### TASK INSTRUCTIONS
1/ List every software package named in the linkage analysis text below.
2/ Return the portion of the linkage analysis text below starting at "On chromosome 3, in" and ending at "carrier status of the family members.", copied word for word.

The apparent dominant model of colorectal cancer (CRC) inheritance in several large families, without mutations in known CRC susceptibility genes, suggests the presence of so far unidentified genes with strong or moderate effect on the development of CRC. Linkage analysis could lead to identification of susceptibility genes in such families. In comparison to classical linkage analysis with multi-allelic markers, single nucleotide polymorphism (SNP) arrays have increased information content and can be processed with higher throughput. Therefore, SNP arrays can be excellent tools for linkage analysis. However, the vast number of SNPs on the SNP arrays, combined with large informative pedigrees (e.g. >35–40 bits), presents us with a computational complexity that is challenging for existing statistical packages or even exceeds their capacity. We therefore setup a procedure for linkage analysis in large pedigrees and validated the method by genotyping using SNP arrays of a colorectal cancer family with a known MLH1 germ line mutation.
Quality control of the genotype data was performed in Alohomora, Mega2 and SimWalk2, with removal of uninformative SNPs, Mendelian inconsistencies and Mendelian consistent errors, respectively. Linkage disequilibrium was measured by SNPLINK and Merlin. Parametric linkage analysis using two flanking markers was performed using MENDEL. For multipoint parametric linkage analysis and haplotype analysis, SimWalk2 was used.
On chromosome 3, in the MLH1-region, a LOD score of 1.9 was found by parametric linkage analysis using two flanking markers. On chromosome 11 a small region with LOD 1.1 was also detected. Upon linkage disequilibrium removal, multipoint linkage analysis yielded a LOD score of 2.1 in the MLH1 region, whereas the LOD score dropped to negative values in the region on chromosome 11. Subsequent haplotype analysis in the MLH1 region perfectly matched the mutation status of the family members.
We developed a workflow for linkage analysis in large families using high-density SNP arrays and validated this workflow in a family with colorectal cancer. Linkage disequilibrium has to be removed when using SNP arrays, because it can falsely inflate the LOD score. Haplotype analysis is adequate and can predict the carrier status of the family members.

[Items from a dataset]
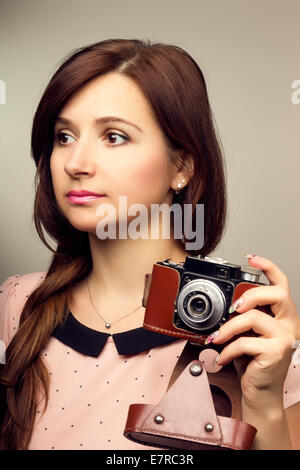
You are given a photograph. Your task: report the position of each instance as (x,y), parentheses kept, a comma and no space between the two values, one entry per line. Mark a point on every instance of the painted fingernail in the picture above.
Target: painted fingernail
(211,337)
(216,360)
(251,255)
(236,305)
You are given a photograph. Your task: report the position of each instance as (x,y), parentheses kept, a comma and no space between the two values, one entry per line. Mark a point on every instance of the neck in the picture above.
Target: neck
(119,266)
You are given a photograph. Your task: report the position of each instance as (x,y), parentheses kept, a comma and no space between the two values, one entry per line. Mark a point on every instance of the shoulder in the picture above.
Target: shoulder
(292,381)
(14,292)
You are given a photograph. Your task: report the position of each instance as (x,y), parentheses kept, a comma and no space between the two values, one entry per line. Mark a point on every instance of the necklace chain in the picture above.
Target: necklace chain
(107,324)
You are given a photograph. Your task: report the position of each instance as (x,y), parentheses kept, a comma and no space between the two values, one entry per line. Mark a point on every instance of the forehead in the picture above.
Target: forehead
(111,94)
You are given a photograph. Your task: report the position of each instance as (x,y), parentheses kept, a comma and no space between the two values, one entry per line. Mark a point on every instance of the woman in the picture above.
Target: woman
(78,356)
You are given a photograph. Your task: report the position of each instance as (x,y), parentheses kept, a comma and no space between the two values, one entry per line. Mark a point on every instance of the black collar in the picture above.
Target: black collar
(91,342)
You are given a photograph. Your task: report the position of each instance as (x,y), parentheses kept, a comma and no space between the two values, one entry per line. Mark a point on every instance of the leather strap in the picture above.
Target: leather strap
(189,419)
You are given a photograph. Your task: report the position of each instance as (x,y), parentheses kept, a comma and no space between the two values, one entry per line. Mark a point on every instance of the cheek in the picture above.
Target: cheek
(55,175)
(151,179)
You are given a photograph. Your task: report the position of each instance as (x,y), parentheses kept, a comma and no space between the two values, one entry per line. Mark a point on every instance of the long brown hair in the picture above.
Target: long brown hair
(175,88)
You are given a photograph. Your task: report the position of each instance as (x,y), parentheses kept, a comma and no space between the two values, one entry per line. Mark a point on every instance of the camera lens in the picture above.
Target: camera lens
(198,305)
(201,304)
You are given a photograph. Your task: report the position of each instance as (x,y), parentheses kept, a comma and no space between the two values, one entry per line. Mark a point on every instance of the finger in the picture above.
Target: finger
(276,296)
(259,322)
(270,269)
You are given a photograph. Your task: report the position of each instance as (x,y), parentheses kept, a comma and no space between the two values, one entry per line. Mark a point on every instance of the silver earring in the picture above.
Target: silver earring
(179,186)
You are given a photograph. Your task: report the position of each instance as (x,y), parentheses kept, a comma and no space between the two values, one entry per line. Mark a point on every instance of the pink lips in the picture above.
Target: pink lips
(83,196)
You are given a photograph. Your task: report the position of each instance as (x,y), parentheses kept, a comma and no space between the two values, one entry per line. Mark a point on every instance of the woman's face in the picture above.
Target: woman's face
(109,158)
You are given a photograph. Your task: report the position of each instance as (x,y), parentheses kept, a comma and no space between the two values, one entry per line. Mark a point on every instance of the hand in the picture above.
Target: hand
(263,374)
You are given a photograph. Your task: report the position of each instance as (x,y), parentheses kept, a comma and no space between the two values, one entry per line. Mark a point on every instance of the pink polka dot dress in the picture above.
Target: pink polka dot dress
(94,376)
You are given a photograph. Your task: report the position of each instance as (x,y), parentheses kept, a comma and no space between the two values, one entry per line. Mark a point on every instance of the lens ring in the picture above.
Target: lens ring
(198,305)
(209,290)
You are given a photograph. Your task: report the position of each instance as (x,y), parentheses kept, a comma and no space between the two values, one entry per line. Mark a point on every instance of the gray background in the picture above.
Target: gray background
(249,54)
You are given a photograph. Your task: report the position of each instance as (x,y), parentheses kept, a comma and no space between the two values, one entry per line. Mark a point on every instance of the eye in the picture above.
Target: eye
(118,135)
(61,136)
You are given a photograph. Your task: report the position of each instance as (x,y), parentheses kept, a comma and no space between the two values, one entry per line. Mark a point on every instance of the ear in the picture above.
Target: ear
(184,170)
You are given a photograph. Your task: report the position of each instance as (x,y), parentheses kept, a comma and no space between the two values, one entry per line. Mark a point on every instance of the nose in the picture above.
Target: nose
(80,161)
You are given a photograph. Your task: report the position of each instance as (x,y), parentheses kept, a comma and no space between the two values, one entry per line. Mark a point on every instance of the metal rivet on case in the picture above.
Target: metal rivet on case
(159,419)
(196,369)
(209,427)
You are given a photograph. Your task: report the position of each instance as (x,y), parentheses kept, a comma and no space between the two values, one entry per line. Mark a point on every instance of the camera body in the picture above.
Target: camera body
(190,300)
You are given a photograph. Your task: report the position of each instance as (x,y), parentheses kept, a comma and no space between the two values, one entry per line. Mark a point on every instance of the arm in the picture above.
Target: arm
(272,428)
(292,414)
(262,380)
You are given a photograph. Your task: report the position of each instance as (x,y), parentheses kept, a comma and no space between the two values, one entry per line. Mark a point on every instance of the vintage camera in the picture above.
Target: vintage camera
(191,299)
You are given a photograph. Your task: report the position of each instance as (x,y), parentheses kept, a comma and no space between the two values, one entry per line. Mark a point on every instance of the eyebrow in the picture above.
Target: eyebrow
(101,120)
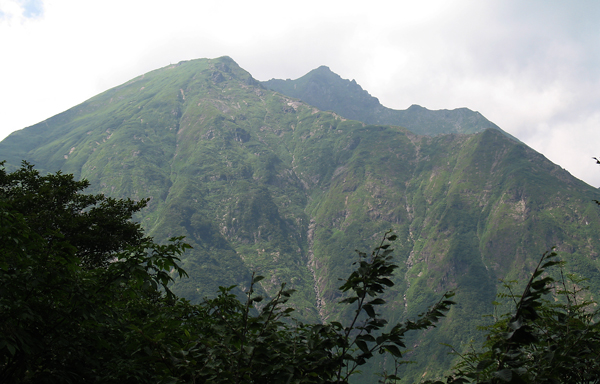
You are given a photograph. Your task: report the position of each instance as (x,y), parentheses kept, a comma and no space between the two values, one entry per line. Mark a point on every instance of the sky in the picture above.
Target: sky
(532,67)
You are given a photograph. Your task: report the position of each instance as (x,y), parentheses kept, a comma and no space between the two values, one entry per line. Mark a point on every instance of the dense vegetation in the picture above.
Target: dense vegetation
(261,182)
(84,297)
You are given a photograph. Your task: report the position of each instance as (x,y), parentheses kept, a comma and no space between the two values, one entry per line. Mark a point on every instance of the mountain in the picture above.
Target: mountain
(262,182)
(328,91)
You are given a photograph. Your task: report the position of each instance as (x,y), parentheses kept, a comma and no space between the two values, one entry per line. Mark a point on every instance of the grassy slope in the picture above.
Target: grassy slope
(258,181)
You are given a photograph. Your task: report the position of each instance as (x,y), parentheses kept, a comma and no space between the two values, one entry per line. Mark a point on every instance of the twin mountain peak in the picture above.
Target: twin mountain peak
(286,178)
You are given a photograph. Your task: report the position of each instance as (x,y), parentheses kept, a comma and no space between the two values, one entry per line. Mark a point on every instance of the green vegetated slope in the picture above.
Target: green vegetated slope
(328,91)
(262,182)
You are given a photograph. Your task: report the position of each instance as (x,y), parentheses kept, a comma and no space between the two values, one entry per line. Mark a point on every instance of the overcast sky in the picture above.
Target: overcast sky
(531,67)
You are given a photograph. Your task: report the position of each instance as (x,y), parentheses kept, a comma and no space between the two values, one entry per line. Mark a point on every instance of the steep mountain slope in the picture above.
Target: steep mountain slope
(329,92)
(261,182)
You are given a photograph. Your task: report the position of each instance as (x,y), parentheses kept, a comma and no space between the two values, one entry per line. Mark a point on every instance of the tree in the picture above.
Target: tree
(84,297)
(73,267)
(551,336)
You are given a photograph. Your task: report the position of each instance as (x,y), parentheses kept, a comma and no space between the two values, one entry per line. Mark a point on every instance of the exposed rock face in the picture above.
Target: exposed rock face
(261,182)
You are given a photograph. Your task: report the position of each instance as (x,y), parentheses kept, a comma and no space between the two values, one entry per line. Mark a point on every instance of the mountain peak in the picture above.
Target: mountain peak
(326,90)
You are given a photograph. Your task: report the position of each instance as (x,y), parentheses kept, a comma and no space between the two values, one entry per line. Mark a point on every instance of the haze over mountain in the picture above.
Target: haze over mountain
(328,91)
(259,181)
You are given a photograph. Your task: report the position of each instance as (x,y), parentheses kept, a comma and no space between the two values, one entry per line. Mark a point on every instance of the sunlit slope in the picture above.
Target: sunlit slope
(261,182)
(328,91)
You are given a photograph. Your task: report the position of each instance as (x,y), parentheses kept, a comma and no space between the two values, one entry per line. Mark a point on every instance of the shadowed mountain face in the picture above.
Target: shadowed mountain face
(328,91)
(262,182)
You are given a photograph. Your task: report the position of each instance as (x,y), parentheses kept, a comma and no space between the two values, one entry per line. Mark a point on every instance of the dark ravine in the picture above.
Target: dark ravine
(259,181)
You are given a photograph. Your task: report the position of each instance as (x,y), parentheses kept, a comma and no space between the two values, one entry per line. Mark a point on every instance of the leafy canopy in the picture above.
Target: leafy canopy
(84,297)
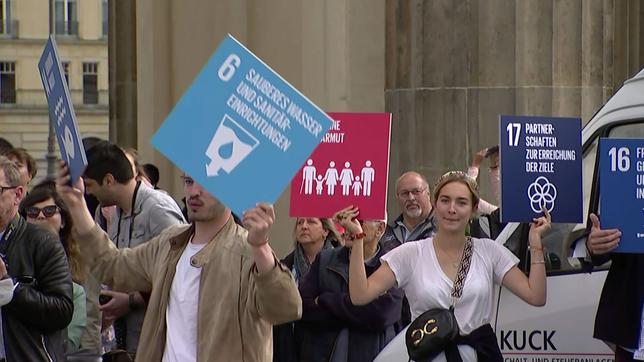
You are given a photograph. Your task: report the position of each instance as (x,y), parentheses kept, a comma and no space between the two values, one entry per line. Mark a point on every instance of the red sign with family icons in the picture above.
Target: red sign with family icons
(349,167)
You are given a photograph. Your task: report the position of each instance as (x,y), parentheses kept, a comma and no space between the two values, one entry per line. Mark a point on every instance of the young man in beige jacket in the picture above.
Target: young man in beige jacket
(216,288)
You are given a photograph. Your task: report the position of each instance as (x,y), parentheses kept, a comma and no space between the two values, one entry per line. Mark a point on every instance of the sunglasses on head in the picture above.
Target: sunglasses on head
(48,211)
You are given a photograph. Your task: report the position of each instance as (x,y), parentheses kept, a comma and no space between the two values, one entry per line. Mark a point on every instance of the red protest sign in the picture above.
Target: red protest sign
(349,167)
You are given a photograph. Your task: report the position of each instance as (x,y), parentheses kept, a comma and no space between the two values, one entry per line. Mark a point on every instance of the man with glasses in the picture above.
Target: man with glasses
(215,287)
(32,324)
(414,223)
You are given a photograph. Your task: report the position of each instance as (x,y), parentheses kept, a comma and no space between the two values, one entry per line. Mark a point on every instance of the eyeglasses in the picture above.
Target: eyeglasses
(403,194)
(2,188)
(48,211)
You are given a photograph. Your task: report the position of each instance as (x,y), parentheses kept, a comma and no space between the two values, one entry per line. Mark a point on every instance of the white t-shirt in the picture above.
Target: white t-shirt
(181,315)
(426,286)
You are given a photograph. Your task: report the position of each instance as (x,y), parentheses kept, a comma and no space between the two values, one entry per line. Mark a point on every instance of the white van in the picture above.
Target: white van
(562,330)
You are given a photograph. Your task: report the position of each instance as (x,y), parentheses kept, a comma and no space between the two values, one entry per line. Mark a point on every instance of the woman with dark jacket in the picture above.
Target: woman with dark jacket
(311,235)
(619,320)
(332,328)
(44,207)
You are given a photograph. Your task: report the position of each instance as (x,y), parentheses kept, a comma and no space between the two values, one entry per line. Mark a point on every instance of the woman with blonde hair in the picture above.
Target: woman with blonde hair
(427,269)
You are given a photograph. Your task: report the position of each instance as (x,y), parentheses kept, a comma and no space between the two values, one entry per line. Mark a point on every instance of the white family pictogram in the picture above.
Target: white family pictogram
(359,183)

### ANSWERS BY TASK
1/ Alohomora, Mega2, SimWalk2, SNPLINK, Merlin, MENDEL

2/
On chromosome 3, in the MLH1-region, a LOD score of 1.9 was found by parametric linkage analysis using two flanking markers. On chromosome 11 a small region with LOD 1.1 was also detected. Upon linkage disequilibrium removal, multipoint linkage analysis yielded a LOD score of 2.1 in the MLH1 region, whereas the LOD score dropped to negative values in the region on chromosome 11. Subsequent haplotype analysis in the MLH1 region perfectly matched the mutation status of the family members.
We developed a workflow for linkage analysis in large families using high-density SNP arrays and validated this workflow in a family with colorectal cancer. Linkage disequilibrium has to be removed when using SNP arrays, because it can falsely inflate the LOD score. Haplotype analysis is adequate and can predict the carrier status of the family members.